start Information given

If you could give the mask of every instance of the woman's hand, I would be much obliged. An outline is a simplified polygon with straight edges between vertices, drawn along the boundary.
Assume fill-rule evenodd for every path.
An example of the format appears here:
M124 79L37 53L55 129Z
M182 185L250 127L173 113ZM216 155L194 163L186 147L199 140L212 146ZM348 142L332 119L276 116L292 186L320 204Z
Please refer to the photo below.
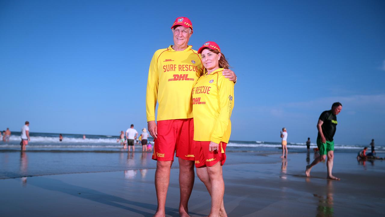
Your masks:
M229 78L229 80L233 82L235 82L237 80L237 76L235 75L235 73L229 69L225 69L223 70L222 75L224 76L225 78Z
M152 137L152 138L157 138L158 126L156 125L155 120L148 122L147 124L147 129L148 129L148 132L150 132L150 135Z
M214 151L218 151L219 148L219 144L214 142L210 142L210 144L209 145L209 151L213 152Z

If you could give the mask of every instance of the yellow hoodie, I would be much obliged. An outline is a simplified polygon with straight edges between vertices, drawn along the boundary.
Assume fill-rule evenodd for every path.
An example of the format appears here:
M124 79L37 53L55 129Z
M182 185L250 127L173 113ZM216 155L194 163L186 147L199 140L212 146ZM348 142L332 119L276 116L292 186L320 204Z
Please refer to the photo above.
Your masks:
M234 107L234 83L221 68L201 77L192 88L194 140L229 142Z
M146 94L147 121L192 117L191 91L202 75L201 55L189 46L176 51L170 46L155 52L148 72Z

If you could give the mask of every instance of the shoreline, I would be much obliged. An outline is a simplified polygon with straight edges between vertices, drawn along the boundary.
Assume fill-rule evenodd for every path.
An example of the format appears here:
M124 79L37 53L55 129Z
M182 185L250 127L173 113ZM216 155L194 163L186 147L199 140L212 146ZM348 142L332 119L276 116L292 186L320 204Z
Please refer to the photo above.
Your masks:
M385 213L385 197L378 190L385 178L385 161L363 165L357 164L351 153L339 154L333 173L341 180L336 181L326 179L324 163L313 168L310 178L305 177L306 154L289 153L287 159L279 158L279 154L244 154L231 153L223 167L224 201L229 216L365 216ZM126 162L126 170L0 180L4 189L0 215L151 217L157 205L155 170L131 169L134 166L130 164L132 159L151 162L134 155ZM32 163L24 169L33 167ZM178 175L177 168L173 166L166 204L167 217L179 216ZM370 212L363 207L370 207ZM209 195L196 175L189 214L204 216L209 209Z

end Information given

— Given task —
Rewrite all the lines above, changing every "much obliged" to "very grateful" and keeping everything else the same. Leave out the pictures.

— Solution below —
If you could give the mask of every instance of the woman's hand, I would be very grateful. An outline is a simplified polygon with straight edges between vertices, drawn along the boundary.
Assume fill-rule evenodd for every path.
An example of the format appears here:
M124 79L37 53L55 129Z
M182 185L250 127L173 113ZM216 155L194 163L186 147L199 140L212 146ZM348 142L332 119L276 116L292 186L320 204Z
Please refer to the photo below.
Your masks:
M229 78L229 80L233 82L235 82L237 80L237 76L235 75L235 73L229 69L225 69L223 70L222 75L224 76L225 78Z
M152 137L152 138L157 138L158 126L156 125L155 120L148 122L147 124L147 129L148 129L148 132L150 132L150 135Z
M214 151L218 151L219 148L219 144L214 142L210 142L210 144L209 145L209 151L213 152Z

If you could give the mask of every instance of the yellow hoodie, I would be very grateful. An outline is a simplified polygon with straight edges between vertices, drawn along the boundary.
Assume fill-rule evenodd for every path.
An example of the format appears here:
M124 79L37 53L55 129Z
M182 185L250 127L173 113ZM216 155L194 163L186 147L199 140L212 146ZM348 142L332 119L276 116L292 186L320 204Z
Please refer to the photo above.
Your masks:
M234 107L234 83L221 68L201 77L192 88L194 140L229 142Z
M146 94L147 121L192 117L191 91L202 75L201 55L189 46L176 51L170 46L155 52L148 72Z

If you could give the mask of every instance of the shoreline, I would be very grateful. An outline is a simplified polygon with straight edges between vertices, drawn along the boundary.
Assume fill-rule evenodd for every path.
An example of the format appears here:
M124 79L37 53L55 129Z
M182 185L250 127L173 113ZM216 155L194 163L186 147L199 140L212 146ZM348 142L332 119L276 116L292 186L320 204Z
Please refer to the photo above.
Your masks:
M385 213L385 197L378 190L385 178L385 161L363 165L357 164L351 153L339 154L333 173L341 180L336 181L326 179L324 163L313 168L310 178L305 177L306 154L289 153L287 159L279 158L279 154L244 154L231 153L223 167L224 201L229 216L365 216ZM126 162L126 170L0 180L4 189L0 215L151 217L157 205L155 170L131 169L134 166L130 164L132 159L151 162L134 155ZM32 163L24 169L33 167ZM178 175L177 168L173 166L166 204L167 217L179 216ZM370 212L363 207L370 207ZM209 195L196 175L189 214L204 216L209 209Z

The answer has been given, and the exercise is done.